== Task prompt ==
Continue the passage on curl-leaf mountain mahogany from its final sentence.

Cercocarpus ledifolius is a North American species of mountain mahogany known by the common name curl-leaf mountain mahogany.

==Description==
Cercocarpus ledifolius is a large, densely branching tree which can reach heights of 11 m, although it is not uncommon to find the adult plant as a shrub as short as 1 m. Its leathery, sticky, dark green leaves are up to 4 cm long and lance-shaped, and the edges may curl under. The flower consists of a small tan tube from which protrudes a long, plumelike style covered in luxuriant tan hairs. The flowers are arranged in inflorescences of up to 3. The fruit is a hairy achene .5–1 cm long.

Cercocarpus ledifolius is slow-growing, sometimes taking up to a century to reach full height. The oldest specimens are thought to be around 1,350 years old, although the primary specimen that yielded this estimate was cut down. This makes it one of the longest-lived known flowering plants.

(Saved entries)
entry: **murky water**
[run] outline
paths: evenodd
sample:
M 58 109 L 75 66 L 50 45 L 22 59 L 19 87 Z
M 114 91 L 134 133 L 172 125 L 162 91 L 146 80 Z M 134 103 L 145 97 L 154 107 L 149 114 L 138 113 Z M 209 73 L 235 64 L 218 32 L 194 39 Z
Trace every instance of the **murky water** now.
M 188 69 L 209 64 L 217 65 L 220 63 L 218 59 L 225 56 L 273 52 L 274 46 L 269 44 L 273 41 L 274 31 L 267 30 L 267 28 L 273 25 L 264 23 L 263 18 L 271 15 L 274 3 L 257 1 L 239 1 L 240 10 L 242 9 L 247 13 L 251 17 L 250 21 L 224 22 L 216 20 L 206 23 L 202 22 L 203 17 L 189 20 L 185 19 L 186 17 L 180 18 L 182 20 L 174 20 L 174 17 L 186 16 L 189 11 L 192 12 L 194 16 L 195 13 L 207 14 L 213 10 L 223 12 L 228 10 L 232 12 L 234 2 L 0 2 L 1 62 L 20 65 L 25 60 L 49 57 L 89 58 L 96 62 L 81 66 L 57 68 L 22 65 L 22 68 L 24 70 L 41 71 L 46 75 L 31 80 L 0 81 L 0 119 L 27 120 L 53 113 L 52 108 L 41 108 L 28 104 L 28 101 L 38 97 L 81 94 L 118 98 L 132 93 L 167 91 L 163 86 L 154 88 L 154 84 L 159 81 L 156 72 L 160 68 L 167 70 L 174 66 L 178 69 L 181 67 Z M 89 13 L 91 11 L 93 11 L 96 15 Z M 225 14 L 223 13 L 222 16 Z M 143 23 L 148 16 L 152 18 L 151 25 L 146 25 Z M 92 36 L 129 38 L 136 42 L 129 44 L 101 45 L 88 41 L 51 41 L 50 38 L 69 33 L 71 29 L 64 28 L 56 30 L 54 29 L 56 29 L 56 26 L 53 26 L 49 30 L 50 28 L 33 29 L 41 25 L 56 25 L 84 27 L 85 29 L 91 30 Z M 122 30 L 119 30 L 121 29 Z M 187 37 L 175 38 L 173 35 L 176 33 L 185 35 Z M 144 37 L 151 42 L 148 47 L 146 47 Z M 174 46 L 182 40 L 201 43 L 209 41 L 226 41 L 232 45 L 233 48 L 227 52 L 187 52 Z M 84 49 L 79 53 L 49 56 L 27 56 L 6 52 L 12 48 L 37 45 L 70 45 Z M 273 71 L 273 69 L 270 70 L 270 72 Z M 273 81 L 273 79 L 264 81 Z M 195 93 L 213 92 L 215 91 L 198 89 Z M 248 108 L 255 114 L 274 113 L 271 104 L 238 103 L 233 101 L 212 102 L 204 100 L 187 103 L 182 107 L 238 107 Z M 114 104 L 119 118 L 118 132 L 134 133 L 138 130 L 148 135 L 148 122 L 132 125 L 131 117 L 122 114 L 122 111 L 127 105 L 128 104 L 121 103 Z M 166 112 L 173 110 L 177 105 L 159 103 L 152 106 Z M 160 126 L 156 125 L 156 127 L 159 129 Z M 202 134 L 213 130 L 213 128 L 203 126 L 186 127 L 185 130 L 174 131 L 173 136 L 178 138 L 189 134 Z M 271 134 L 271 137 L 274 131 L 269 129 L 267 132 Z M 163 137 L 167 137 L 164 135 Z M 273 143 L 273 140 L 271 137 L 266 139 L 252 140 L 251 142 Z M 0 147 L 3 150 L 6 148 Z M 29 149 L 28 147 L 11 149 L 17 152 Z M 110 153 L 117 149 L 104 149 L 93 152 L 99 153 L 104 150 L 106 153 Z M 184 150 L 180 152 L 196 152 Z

== Answer space ==
==Distribution and habitat==
The species is widespread across much of the Western United States as well as Baja California in Mexico. It can be found at elevations ranging from 600 to 3,000 m, with the preferred altitude varying depending on the region. It prefers shallow, well-drained soils with a sandy or grainy consistency, and is generally found in areas which receive only 15–26 cm annual precipitation. This makes it common on low mountains and slopes, where it grows in scattered groves among other drought-resistant species such as pinyon pines, junipers and sagebrush.

==Ecology==
The leaves are eaten by deer year-round.

== Uses ==
The Gosiute Native Americans used the wood to make their bows. The species has many medicinal uses for various Native American groups, such as the Paiute and Shoshone.